• The problem
Please copy everything from the line containing "Would you be able to locate the wheel" down to the line containing "<point>313,257</point>", swapping "wheel well" for "wheel arch" and changing nothing else.

(A run of entries)
· · · · · · ·
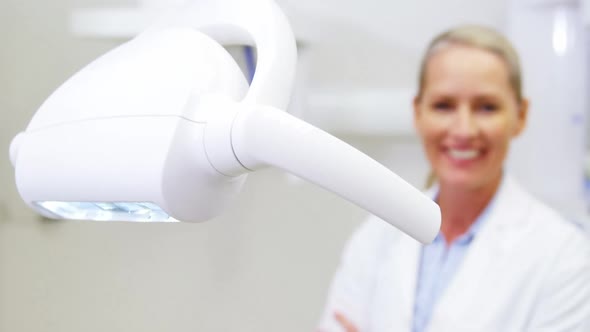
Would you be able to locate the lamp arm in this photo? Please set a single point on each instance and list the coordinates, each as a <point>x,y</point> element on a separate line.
<point>259,23</point>
<point>265,136</point>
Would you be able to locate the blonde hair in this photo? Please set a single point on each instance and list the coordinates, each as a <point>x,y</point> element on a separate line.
<point>479,37</point>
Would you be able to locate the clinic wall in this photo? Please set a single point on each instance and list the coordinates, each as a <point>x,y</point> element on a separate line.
<point>263,266</point>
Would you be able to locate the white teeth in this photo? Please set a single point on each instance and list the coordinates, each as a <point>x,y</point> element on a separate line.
<point>463,154</point>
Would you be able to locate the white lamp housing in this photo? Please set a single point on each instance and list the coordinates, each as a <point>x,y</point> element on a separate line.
<point>165,128</point>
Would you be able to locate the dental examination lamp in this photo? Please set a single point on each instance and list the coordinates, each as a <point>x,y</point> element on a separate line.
<point>166,128</point>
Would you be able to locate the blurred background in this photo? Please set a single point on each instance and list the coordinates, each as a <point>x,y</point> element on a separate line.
<point>266,264</point>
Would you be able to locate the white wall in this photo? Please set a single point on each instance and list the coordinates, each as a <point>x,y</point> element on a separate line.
<point>264,266</point>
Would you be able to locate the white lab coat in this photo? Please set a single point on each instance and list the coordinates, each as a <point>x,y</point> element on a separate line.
<point>526,270</point>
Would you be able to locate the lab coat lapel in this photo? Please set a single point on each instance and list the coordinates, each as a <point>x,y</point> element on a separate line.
<point>504,228</point>
<point>405,257</point>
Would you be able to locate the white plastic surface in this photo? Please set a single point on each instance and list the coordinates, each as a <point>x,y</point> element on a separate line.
<point>255,22</point>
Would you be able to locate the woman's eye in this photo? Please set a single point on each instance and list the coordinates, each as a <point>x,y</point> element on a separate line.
<point>442,106</point>
<point>488,107</point>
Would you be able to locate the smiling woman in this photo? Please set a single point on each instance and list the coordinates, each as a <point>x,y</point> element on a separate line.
<point>503,261</point>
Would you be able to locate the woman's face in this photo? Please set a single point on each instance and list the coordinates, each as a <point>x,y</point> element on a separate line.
<point>466,116</point>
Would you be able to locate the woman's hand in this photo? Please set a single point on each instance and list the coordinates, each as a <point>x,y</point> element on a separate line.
<point>345,323</point>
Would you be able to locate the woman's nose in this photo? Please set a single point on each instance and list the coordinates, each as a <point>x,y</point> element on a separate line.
<point>465,124</point>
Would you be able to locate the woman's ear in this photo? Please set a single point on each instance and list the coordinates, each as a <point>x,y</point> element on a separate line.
<point>521,117</point>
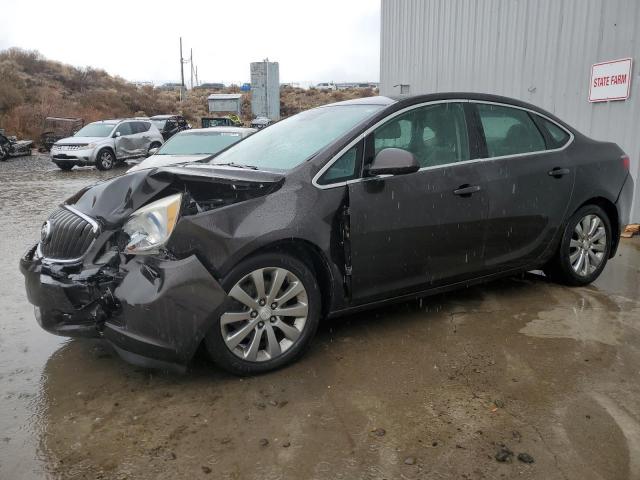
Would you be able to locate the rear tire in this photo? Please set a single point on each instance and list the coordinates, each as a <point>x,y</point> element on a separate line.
<point>275,330</point>
<point>105,160</point>
<point>584,248</point>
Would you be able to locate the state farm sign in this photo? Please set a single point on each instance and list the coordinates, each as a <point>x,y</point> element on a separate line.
<point>610,80</point>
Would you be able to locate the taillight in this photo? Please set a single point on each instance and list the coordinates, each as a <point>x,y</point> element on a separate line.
<point>626,162</point>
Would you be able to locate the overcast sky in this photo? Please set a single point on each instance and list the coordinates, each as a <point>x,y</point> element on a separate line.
<point>314,41</point>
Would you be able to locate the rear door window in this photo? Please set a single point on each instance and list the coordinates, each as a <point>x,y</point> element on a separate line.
<point>509,131</point>
<point>125,129</point>
<point>435,134</point>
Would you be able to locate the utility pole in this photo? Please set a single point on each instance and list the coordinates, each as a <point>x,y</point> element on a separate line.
<point>181,71</point>
<point>191,65</point>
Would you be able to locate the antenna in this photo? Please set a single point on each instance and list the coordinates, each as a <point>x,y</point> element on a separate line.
<point>181,70</point>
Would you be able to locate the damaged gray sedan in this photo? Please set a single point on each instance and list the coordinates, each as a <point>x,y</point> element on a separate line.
<point>333,210</point>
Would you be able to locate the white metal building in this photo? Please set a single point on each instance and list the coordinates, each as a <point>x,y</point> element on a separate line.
<point>539,51</point>
<point>225,102</point>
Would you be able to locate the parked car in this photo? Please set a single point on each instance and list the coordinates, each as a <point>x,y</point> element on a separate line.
<point>326,86</point>
<point>229,121</point>
<point>57,128</point>
<point>333,210</point>
<point>193,145</point>
<point>10,146</point>
<point>169,125</point>
<point>106,143</point>
<point>260,122</point>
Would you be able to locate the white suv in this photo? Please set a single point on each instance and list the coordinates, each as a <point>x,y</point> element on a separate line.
<point>107,143</point>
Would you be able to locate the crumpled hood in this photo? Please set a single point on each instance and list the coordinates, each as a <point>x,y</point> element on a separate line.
<point>155,161</point>
<point>206,186</point>
<point>79,140</point>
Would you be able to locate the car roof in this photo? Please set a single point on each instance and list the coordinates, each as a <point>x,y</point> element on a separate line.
<point>402,101</point>
<point>219,130</point>
<point>377,100</point>
<point>405,101</point>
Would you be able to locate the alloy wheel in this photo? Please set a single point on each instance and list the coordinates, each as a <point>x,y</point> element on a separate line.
<point>269,313</point>
<point>106,159</point>
<point>588,245</point>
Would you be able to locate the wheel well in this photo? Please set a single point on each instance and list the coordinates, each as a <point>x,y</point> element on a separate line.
<point>612,212</point>
<point>105,148</point>
<point>313,257</point>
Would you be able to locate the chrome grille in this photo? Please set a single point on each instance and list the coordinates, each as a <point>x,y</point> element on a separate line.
<point>69,147</point>
<point>70,237</point>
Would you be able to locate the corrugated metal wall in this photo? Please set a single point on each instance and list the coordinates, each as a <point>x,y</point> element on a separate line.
<point>540,51</point>
<point>265,90</point>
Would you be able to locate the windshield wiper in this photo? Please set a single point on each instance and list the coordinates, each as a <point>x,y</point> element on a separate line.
<point>237,165</point>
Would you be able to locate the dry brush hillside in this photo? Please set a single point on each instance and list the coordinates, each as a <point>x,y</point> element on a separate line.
<point>33,87</point>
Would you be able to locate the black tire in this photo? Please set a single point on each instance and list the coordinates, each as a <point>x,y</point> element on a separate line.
<point>219,351</point>
<point>560,267</point>
<point>102,161</point>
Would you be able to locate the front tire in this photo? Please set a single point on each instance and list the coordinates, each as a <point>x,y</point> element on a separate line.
<point>105,160</point>
<point>270,316</point>
<point>584,249</point>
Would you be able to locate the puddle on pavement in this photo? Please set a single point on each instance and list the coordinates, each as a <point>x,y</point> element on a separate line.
<point>588,317</point>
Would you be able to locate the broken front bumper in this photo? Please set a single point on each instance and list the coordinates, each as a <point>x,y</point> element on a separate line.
<point>154,312</point>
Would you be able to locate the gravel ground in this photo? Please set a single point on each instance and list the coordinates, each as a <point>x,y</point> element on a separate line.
<point>517,378</point>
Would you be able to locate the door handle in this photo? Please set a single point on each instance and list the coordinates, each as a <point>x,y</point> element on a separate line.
<point>558,172</point>
<point>466,190</point>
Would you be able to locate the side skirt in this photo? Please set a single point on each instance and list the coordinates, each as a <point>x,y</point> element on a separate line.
<point>429,292</point>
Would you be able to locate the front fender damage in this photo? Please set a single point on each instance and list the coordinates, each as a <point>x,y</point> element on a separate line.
<point>154,311</point>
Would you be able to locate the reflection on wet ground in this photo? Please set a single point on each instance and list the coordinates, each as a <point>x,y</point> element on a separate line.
<point>426,389</point>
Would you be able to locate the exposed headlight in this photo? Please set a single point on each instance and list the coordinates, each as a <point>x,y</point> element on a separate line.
<point>150,227</point>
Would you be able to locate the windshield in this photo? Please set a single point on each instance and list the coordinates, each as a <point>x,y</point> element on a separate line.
<point>199,143</point>
<point>97,129</point>
<point>159,124</point>
<point>290,142</point>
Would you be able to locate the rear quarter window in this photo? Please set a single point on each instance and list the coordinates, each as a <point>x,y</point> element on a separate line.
<point>557,135</point>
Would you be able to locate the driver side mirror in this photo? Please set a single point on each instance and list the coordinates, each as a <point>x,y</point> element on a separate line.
<point>393,161</point>
<point>152,151</point>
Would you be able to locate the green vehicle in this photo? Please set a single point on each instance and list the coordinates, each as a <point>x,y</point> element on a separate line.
<point>229,121</point>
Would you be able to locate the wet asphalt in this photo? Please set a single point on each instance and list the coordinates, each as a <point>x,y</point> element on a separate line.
<point>427,389</point>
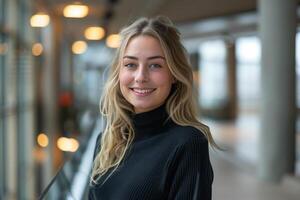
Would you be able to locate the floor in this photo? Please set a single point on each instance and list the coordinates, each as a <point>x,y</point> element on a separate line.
<point>235,172</point>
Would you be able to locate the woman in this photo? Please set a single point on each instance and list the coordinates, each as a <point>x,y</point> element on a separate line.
<point>153,146</point>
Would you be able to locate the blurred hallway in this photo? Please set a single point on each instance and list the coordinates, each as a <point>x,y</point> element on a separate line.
<point>245,57</point>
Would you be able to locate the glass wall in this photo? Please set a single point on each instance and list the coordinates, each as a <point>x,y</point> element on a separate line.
<point>248,52</point>
<point>213,79</point>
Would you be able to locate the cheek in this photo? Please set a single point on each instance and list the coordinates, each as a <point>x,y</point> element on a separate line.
<point>124,78</point>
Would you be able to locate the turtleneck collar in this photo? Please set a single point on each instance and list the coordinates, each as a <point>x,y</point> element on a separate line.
<point>148,124</point>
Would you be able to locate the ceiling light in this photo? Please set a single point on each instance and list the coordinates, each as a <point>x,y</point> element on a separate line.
<point>39,20</point>
<point>79,47</point>
<point>113,41</point>
<point>43,140</point>
<point>94,33</point>
<point>67,144</point>
<point>37,49</point>
<point>76,10</point>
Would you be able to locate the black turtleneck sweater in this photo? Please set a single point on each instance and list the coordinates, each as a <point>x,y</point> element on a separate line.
<point>166,161</point>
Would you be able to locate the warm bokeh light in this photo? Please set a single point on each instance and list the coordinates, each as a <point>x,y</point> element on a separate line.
· · · · · · ·
• Full answer
Would you be able to locate the wheel arch in this photo? Please set a single point on each instance and list the coordinates, each as a <point>x,y</point> element on a separate line.
<point>612,212</point>
<point>105,148</point>
<point>313,257</point>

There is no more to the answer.